[Collected data entries]
— START —

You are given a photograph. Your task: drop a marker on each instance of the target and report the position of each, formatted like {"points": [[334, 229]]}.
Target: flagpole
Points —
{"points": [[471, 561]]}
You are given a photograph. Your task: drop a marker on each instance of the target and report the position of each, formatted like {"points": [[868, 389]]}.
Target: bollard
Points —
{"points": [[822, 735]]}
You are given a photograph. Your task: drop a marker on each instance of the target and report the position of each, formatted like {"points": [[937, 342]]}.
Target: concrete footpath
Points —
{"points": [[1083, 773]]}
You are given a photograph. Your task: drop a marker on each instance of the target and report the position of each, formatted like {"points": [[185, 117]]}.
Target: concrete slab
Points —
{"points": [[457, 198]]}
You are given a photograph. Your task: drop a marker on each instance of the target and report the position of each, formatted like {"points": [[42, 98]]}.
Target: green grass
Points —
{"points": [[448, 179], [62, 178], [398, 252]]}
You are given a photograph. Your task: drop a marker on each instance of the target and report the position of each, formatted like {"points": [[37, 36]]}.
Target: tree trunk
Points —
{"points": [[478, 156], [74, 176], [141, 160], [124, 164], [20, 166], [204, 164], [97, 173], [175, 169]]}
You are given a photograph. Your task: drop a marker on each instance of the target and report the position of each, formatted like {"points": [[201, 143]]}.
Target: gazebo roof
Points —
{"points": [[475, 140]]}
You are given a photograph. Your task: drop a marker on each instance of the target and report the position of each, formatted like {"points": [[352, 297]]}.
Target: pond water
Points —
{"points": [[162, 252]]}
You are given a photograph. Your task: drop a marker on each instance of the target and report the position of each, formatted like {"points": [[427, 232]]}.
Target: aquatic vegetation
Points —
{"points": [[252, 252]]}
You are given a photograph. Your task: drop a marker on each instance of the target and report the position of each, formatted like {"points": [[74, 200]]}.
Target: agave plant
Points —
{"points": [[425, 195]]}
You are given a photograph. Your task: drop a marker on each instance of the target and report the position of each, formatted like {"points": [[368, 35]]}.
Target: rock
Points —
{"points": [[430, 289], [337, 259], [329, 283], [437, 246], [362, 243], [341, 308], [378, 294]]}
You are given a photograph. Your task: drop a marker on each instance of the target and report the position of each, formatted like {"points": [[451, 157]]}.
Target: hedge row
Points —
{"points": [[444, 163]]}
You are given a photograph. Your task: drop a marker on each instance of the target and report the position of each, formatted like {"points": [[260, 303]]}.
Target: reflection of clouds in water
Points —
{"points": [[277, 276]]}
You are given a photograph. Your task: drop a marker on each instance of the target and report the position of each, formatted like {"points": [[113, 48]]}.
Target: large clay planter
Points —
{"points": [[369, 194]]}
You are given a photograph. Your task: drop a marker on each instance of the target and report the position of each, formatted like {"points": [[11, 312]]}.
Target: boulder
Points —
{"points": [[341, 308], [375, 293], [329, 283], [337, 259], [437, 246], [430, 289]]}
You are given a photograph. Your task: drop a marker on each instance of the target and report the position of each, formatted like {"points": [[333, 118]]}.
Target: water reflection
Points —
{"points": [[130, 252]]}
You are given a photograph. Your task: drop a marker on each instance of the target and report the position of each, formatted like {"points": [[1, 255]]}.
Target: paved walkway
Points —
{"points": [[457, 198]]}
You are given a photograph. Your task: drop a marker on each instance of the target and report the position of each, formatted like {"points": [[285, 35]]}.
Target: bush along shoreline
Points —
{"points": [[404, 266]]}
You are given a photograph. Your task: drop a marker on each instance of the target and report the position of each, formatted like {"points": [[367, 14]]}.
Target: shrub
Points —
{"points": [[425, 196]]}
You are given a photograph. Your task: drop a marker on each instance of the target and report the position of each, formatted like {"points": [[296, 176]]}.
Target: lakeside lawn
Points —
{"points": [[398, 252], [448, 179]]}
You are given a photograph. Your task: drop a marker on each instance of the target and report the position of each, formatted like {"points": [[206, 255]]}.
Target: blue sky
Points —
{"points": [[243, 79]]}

— END —

**Task directions**
Return the listing above in full, character for character.

**Result of the task**
You are given a photograph. Your task: drop a marker on each instance of the target and report the position of each, formatted like {"points": [[334, 229]]}.
Target: flagpole
Points —
{"points": [[471, 561]]}
You are given a photograph. Your task: drop a marker on each instance of the target and report the position of each, formatted like {"points": [[868, 389]]}.
Target: bollard
Points —
{"points": [[822, 735]]}
You are given a photograph. Your task: drop a marker on each instance of the target and report the position of each, formatted like {"points": [[937, 342]]}.
Target: concrete footpath
Points —
{"points": [[1083, 773]]}
You are given a photograph. Your task: drop a marker on each instance of the target and report the position of each, formatted like {"points": [[185, 117]]}.
Target: concrete slab
Points —
{"points": [[457, 198]]}
You are given a photograph. Your task: drop a marker on each instance of the target and report the position of each, formatted like {"points": [[42, 98]]}.
Target: green grass
Points —
{"points": [[448, 179], [62, 178], [398, 252]]}
You are given a photograph. Your task: drop a marker on each instance of the target and report the position of each, formatted like {"points": [[37, 36]]}.
Target: tree trunk
Points —
{"points": [[478, 156], [74, 176], [141, 160], [124, 164], [20, 166], [204, 164], [97, 173], [175, 169]]}
You are given a photograph. Your task: drop a marker on each instance of the target and report the position of each, formatted like {"points": [[201, 143]]}.
Target: gazebo roof
Points —
{"points": [[475, 140]]}
You are given a photograph. Your task: drop a marker on each instance of the target and report the position of each, formatted like {"points": [[352, 297]]}.
Target: pond water
Points —
{"points": [[162, 252]]}
You are given a photograph. Your task: drop a marker on each instance of the target and report the position of each, formatted like {"points": [[427, 232]]}.
Target: aquatic vegetation
Points —
{"points": [[252, 252]]}
You are given a photograph. Your task: drop a marker on each instance of the target and report the position of each, formatted like {"points": [[74, 200]]}.
Target: agave plant
Points —
{"points": [[425, 195]]}
You are given a photograph. Your task: drop a marker on each instance of the target and report the position of each, formatted like {"points": [[368, 35]]}.
Target: rock
Points —
{"points": [[430, 289], [337, 259], [329, 283], [437, 246], [362, 243], [341, 308], [378, 294]]}
You are given a photograph. Your task: drop a marker on each instance of the target and report the position of each, formatted like {"points": [[451, 157]]}.
Target: hedge row
Points —
{"points": [[444, 163]]}
You are given a photograph. Your task: drop a marker on each instance of the target and report the position of each, formatted like {"points": [[260, 303]]}.
Target: reflection of clouds in water
Points —
{"points": [[277, 276]]}
You are given a photograph. Your task: drop a marker on each instance of the target and report the position of each, formatted like {"points": [[113, 48]]}.
Target: large clay planter
Points —
{"points": [[369, 194]]}
You are given a photograph. Your task: drop a marker on each instance of the target and report the position of each, formatted like {"points": [[11, 312]]}.
Target: boulder
Points —
{"points": [[341, 308], [375, 293], [329, 283], [337, 259], [437, 246], [430, 289]]}
You are given a photograph. Your task: drop a marker on each instance of the target and report the position of each, formatted like {"points": [[333, 118]]}.
Target: water reflection
Points —
{"points": [[130, 252]]}
You are given a photograph. Your task: drop a marker on each instance of the target and report the position of each, formatted like {"points": [[1, 255]]}.
Target: paved walkway
Points —
{"points": [[457, 198]]}
You are given a photograph. Your task: drop a marker on each instance of the target and report the position of each, formatted like {"points": [[285, 35]]}.
Target: bush along shoreline
Points —
{"points": [[404, 266]]}
You are given a photograph. Your task: drop a marker on each instance of the target and report the position of each, formatted like {"points": [[367, 14]]}.
Target: shrub
Points —
{"points": [[425, 196]]}
You are given a photograph. Your task: drop a marker on each instance of the target and report the position of each, formatted like {"points": [[296, 176]]}.
Target: lakeside lawn
Points —
{"points": [[398, 252], [448, 179]]}
You are given a photograph. Your task: drop a marker on each instance of the target and report the position of each, formatted like {"points": [[206, 255]]}.
Target: blue sky
Points —
{"points": [[243, 79]]}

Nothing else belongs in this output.